**SUPPLIED PASSAGE**
──────

Editor's Note: The following is a weekly column covering technology and regulation within the supply chain and logistics industries.
Industry: should we go straight to fully autonomous vehicles?
The Washington Auto Show was this week, preceded by a few panels on the hill and the Walter E. Washington Convention Center to discuss AVs.
Highlights: How to keep everyone safe in a world with AVs (including pedestrians and cyclists); whether or not manufacturers should go straight to developing fully autonomous vehicles as opposed to partially autonomous vehicles (in light of recent Tesla crashes involving cars in Autopilot mode); and how to protect driver and company privacy and data in light of potential hacks.
"Every system is going to be hacked, it's just a matter of time," said Andy Koblenz, executive vice president of the National Automobile Dealers Association. "We think the risk is there and we need to educate consumers more over whether their vehicle is safe."
Rachel Bhattacharya, director of corporate finance for General Motors, told panel attendees and senators on the hill that safety is as much a concern for the industry as it is for lawmakers.
"I think one of the essential precepts for us is a public/private partnership," she said. "We all want safety, not just for the person in the vehicle but the broader urban environment."
The Tuesday panel at the Russell Senate Building highlighted how AVs could positively affect the trucking industry. Panelists agreed AVs could reduce fatal crashes involving semis (because humans cause 94% of fatal vehicle crashes) but also spur job creation.

──────

**DATA SECTION**
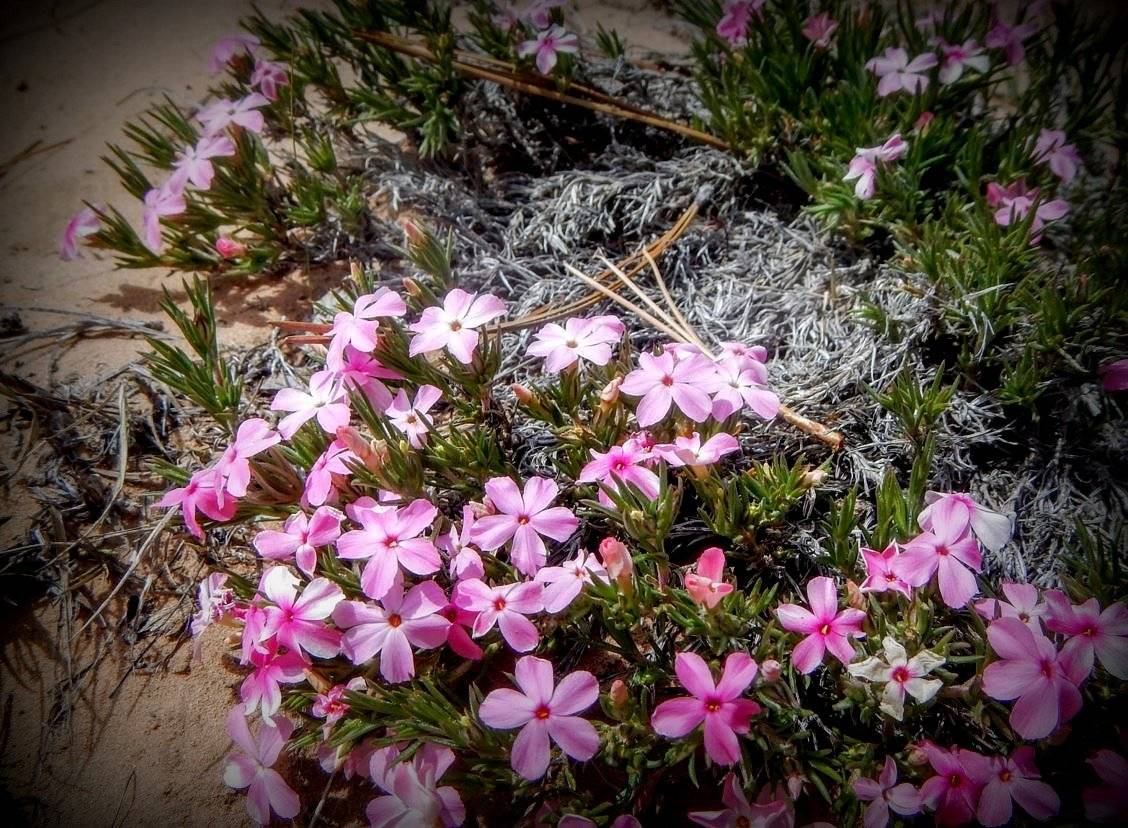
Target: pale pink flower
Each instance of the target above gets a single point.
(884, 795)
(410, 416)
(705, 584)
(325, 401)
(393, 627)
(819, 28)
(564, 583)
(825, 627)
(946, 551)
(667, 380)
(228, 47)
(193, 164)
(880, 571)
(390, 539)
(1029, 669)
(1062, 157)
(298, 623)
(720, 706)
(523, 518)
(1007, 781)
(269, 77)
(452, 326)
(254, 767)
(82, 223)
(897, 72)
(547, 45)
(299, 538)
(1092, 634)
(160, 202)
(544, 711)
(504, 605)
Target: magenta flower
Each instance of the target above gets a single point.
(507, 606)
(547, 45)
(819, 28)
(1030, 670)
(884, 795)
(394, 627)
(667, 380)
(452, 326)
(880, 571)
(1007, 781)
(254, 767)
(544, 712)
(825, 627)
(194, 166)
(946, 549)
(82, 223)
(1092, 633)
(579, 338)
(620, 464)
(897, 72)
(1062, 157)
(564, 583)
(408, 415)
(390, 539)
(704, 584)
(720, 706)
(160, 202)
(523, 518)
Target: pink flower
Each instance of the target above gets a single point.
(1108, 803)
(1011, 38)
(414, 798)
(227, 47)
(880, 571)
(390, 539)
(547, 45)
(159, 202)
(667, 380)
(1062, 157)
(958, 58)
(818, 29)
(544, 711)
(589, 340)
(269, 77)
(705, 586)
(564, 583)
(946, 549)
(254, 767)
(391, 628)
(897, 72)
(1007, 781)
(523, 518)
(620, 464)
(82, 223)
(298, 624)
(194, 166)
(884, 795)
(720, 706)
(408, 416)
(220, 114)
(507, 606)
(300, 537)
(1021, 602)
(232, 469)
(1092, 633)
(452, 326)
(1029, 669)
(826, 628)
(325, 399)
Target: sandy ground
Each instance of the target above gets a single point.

──────

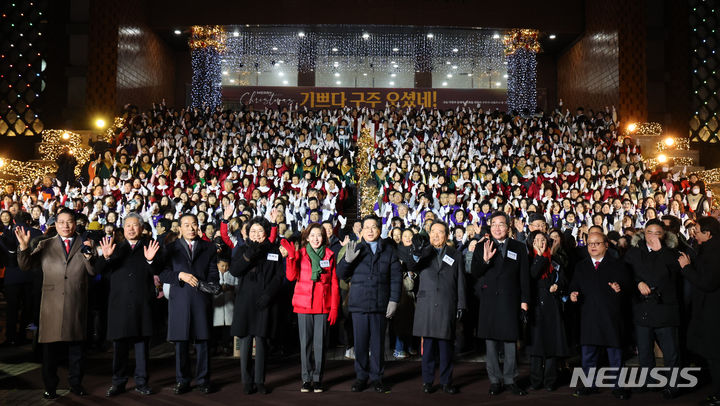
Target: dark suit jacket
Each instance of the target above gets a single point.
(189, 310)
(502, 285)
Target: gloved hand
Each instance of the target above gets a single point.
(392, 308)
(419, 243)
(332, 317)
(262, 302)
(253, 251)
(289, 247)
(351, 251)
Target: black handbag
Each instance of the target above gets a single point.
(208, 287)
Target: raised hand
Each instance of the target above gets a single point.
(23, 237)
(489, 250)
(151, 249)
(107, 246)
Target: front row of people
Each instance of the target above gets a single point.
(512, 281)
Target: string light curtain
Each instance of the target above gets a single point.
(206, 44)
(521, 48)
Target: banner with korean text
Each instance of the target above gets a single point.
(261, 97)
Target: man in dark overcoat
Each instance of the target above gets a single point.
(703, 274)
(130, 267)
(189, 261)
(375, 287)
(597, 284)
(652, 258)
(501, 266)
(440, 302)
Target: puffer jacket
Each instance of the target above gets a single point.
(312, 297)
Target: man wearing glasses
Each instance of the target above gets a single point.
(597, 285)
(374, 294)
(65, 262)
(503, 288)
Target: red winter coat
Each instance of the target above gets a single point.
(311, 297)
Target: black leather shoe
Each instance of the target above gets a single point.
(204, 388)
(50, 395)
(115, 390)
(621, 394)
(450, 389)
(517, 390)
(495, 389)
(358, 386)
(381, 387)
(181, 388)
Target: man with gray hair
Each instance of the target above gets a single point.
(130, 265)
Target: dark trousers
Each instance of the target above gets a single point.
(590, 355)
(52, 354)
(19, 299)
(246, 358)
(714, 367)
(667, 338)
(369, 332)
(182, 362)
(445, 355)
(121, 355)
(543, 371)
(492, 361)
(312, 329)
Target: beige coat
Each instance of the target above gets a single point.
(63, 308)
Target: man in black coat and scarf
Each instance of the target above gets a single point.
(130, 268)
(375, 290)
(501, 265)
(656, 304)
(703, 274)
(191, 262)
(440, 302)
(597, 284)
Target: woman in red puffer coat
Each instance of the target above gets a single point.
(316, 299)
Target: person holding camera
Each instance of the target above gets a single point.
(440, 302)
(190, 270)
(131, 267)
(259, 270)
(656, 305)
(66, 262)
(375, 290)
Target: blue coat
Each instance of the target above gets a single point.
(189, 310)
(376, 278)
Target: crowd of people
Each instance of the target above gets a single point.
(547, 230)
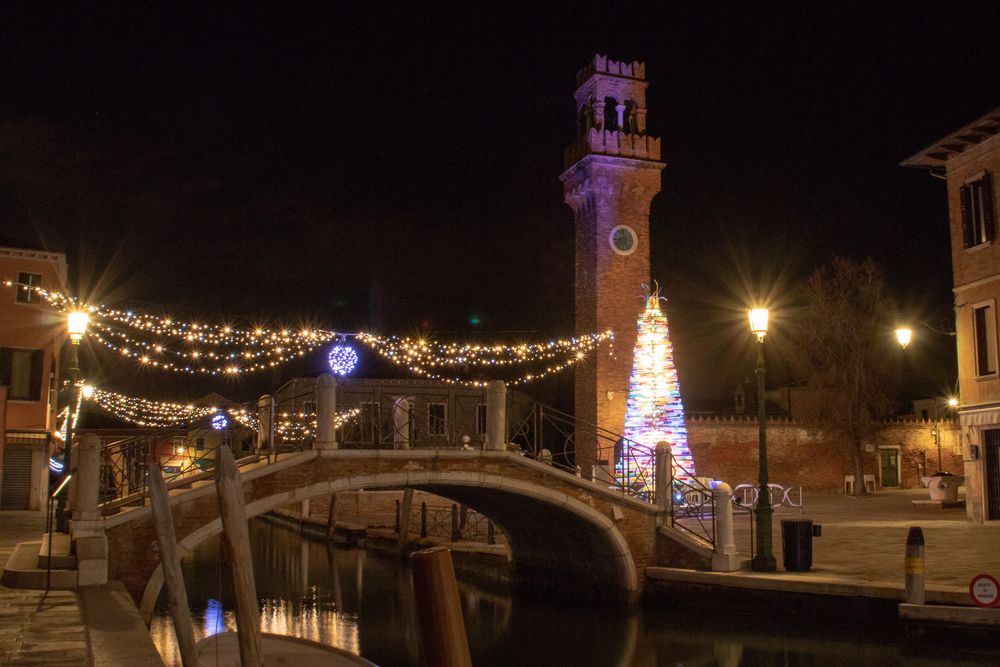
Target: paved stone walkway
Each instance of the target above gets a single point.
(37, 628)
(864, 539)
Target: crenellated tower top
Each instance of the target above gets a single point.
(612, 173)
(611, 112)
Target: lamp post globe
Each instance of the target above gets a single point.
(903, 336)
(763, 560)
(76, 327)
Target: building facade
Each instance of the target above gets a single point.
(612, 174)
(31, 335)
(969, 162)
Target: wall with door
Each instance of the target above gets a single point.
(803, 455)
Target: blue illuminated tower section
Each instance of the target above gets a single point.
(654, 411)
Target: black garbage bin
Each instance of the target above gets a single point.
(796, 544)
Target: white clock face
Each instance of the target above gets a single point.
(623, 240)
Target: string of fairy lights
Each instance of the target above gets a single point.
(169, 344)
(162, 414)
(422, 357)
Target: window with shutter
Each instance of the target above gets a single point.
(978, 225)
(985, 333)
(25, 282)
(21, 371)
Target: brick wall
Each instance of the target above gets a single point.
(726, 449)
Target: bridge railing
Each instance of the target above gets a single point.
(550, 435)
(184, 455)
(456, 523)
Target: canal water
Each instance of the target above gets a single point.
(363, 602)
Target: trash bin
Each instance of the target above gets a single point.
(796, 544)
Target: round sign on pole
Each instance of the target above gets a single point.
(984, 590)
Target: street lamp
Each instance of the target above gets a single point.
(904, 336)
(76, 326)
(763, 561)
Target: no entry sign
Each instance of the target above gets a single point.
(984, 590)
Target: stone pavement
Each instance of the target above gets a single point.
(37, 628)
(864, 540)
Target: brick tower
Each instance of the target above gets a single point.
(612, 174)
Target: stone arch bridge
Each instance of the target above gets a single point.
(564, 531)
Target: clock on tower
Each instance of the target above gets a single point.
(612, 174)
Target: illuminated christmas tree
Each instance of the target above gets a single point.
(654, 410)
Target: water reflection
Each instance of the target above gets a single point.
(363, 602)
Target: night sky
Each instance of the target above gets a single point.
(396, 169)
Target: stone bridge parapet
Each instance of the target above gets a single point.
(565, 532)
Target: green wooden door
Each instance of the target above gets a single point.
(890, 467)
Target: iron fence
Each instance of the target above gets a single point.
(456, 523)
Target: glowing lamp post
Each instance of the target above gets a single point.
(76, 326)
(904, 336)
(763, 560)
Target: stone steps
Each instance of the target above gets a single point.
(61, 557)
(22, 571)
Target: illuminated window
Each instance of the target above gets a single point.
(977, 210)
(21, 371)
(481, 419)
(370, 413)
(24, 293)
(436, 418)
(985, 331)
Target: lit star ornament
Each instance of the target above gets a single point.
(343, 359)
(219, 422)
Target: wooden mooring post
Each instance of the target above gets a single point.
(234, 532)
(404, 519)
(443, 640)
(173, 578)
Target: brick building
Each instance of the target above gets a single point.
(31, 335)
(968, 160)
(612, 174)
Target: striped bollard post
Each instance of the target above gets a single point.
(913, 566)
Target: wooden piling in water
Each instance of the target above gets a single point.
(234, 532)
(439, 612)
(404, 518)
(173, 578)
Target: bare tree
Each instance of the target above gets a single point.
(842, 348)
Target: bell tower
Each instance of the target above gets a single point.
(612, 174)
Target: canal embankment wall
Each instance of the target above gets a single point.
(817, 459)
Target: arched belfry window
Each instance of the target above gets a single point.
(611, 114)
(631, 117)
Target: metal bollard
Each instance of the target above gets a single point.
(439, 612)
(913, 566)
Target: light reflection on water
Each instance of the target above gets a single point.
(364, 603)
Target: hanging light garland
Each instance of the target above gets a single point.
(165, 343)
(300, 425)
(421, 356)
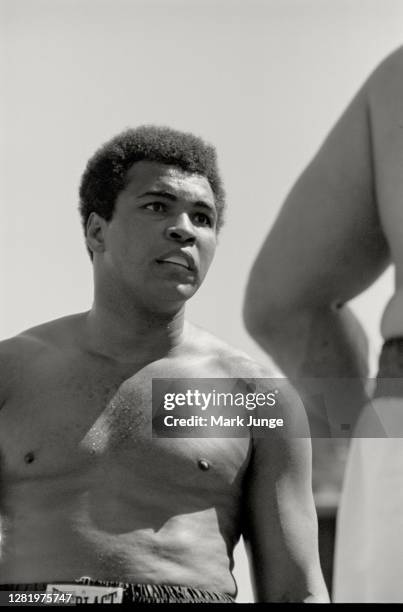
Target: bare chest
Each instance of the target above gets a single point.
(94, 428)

──────

In the column on autonomous vehicles, write out the stretch from "Industry: should we" through "of potential hacks." and substitute "driverless vehicles" for "fully autonomous vehicles".

**ANSWER TO THIS TASK**
Industry: should we go straight to driverless vehicles?
The Washington Auto Show was this week, preceded by a few panels on the hill and the Walter E. Washington Convention Center to discuss AVs.
Highlights: How to keep everyone safe in a world with AVs (including pedestrians and cyclists); whether or not manufacturers should go straight to developing driverless vehicles as opposed to partially autonomous vehicles (in light of recent Tesla crashes involving cars in Autopilot mode); and how to protect driver and company privacy and data in light of potential hacks.